___ Data to examine

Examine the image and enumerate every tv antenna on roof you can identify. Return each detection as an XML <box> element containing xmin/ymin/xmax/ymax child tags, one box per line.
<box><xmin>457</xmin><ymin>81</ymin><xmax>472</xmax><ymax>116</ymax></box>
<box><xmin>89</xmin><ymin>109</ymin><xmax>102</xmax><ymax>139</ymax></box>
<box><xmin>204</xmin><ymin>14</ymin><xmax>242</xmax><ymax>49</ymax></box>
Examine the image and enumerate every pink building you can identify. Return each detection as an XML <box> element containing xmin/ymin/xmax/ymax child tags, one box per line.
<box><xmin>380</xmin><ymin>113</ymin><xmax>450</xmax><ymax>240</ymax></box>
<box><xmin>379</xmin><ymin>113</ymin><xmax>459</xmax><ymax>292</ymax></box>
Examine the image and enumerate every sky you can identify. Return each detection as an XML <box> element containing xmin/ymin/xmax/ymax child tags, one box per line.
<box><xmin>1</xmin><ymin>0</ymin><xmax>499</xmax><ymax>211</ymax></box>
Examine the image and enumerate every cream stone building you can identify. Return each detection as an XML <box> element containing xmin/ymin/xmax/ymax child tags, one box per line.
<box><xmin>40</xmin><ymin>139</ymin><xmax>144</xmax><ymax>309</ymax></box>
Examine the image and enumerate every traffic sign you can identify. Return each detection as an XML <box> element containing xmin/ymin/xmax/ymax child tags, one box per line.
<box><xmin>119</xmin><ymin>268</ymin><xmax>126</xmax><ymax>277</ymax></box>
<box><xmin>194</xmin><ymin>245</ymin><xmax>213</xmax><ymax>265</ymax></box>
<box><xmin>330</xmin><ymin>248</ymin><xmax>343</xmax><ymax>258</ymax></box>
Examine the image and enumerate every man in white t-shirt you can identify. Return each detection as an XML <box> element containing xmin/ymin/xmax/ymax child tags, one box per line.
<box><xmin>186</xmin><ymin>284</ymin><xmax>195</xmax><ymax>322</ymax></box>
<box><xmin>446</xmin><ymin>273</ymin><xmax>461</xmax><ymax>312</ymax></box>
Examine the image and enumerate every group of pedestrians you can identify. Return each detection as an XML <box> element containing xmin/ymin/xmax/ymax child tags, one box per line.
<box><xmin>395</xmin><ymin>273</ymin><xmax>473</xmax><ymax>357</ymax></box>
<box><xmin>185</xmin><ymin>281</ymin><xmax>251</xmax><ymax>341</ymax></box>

______

__Work to be completed__
The records need to be copied exactly, with no line left out.

__Problem solution__
Examine the image and enumerate every tv antenna on roof you can identify. Return each detection as an XML <box> element containing xmin/ymin/xmax/ymax child tags, one box per line.
<box><xmin>457</xmin><ymin>81</ymin><xmax>472</xmax><ymax>116</ymax></box>
<box><xmin>89</xmin><ymin>109</ymin><xmax>102</xmax><ymax>139</ymax></box>
<box><xmin>204</xmin><ymin>14</ymin><xmax>242</xmax><ymax>49</ymax></box>
Examine the image and enumerate every pink building you can identify. Return each detection as an XML <box> element containing xmin/ymin/xmax/ymax child tags, one box per line.
<box><xmin>380</xmin><ymin>113</ymin><xmax>450</xmax><ymax>240</ymax></box>
<box><xmin>379</xmin><ymin>113</ymin><xmax>459</xmax><ymax>292</ymax></box>
Examine the image and enumerate every sky you can identify. Return each detection as an XML <box> element containing xmin/ymin/xmax/ymax child tags, one box per line.
<box><xmin>1</xmin><ymin>0</ymin><xmax>499</xmax><ymax>211</ymax></box>
Examine the image and enumerate every cream stone building you can identify. Return each detection as an XML <box> element containing xmin/ymin/xmax/ymax child tags, one box per line.
<box><xmin>40</xmin><ymin>139</ymin><xmax>144</xmax><ymax>309</ymax></box>
Examine the image and enumerate every traffic sign you can identify. Return each detection as an XML <box> element containing xmin/ymin/xmax/ymax child tags, one box per line.
<box><xmin>119</xmin><ymin>268</ymin><xmax>126</xmax><ymax>277</ymax></box>
<box><xmin>194</xmin><ymin>245</ymin><xmax>213</xmax><ymax>265</ymax></box>
<box><xmin>330</xmin><ymin>248</ymin><xmax>343</xmax><ymax>258</ymax></box>
Examine the image and enumerate every man in white t-shirt you can identify. Return each detection as an XML <box> element containing xmin/ymin/xmax/ymax child tags, one box per line.
<box><xmin>186</xmin><ymin>284</ymin><xmax>195</xmax><ymax>322</ymax></box>
<box><xmin>446</xmin><ymin>273</ymin><xmax>461</xmax><ymax>312</ymax></box>
Examine the image and enumerate every group of pedestrians you can identify. Return each detection as an XML <box> element containing xmin/ymin/xmax/ymax child tags, one box per line.
<box><xmin>395</xmin><ymin>273</ymin><xmax>473</xmax><ymax>357</ymax></box>
<box><xmin>185</xmin><ymin>281</ymin><xmax>251</xmax><ymax>341</ymax></box>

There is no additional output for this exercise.